» Problem
Write all of the entries out again exactly.

» Record extracts
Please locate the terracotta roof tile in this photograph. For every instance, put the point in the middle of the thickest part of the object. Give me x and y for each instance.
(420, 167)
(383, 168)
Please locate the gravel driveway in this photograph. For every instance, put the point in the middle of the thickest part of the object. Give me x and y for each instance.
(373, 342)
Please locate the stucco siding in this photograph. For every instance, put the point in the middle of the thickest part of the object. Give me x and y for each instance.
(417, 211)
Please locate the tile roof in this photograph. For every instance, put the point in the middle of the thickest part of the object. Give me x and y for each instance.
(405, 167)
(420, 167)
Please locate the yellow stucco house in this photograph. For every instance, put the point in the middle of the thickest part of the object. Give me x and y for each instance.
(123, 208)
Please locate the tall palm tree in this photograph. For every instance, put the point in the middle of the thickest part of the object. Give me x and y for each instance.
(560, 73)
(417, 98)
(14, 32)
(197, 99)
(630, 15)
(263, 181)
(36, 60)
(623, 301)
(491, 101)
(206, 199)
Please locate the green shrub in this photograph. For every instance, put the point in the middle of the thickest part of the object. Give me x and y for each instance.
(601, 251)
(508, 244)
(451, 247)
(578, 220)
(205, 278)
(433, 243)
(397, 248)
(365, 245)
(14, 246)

» Final answer
Please locate the terracotta roof tile in this photograph. For every instance, put the point in the middle of the thickest part of the object. Give me x and y for each instance.
(420, 167)
(383, 168)
Please locate the gravel driveway in this photograph. For every instance, put the point in the middle of the thickest part of the object. Give me x and y for each instance.
(373, 342)
Please locate the stucco siding in this photograph. For every instance, put the point in the middle of the thickest part of the object. Give me x and y for each instance.
(417, 211)
Please locate the tile roof in this photograph. For every instance, put the point in the middle of the thickest part of the object. Give me x and y for each instance.
(405, 167)
(420, 167)
Please locate the yellow stucco house in this photograph. For every instance, put the point in the middle of the thickest part of the object. Give me x and y for each instance.
(123, 208)
Please locate the tall palm tree in this photograph. For every instance, put the point in the middle of the thickest part of the object. Give me x and y for each instance.
(560, 73)
(417, 98)
(14, 32)
(197, 99)
(630, 15)
(263, 181)
(36, 60)
(623, 301)
(491, 101)
(206, 199)
Please locate the green shrub in this photograph. For every instance, put the point in the middle of the thickest part of the object. Give me x and y for each instance.
(601, 251)
(508, 244)
(451, 247)
(578, 220)
(205, 278)
(433, 243)
(397, 248)
(365, 245)
(14, 246)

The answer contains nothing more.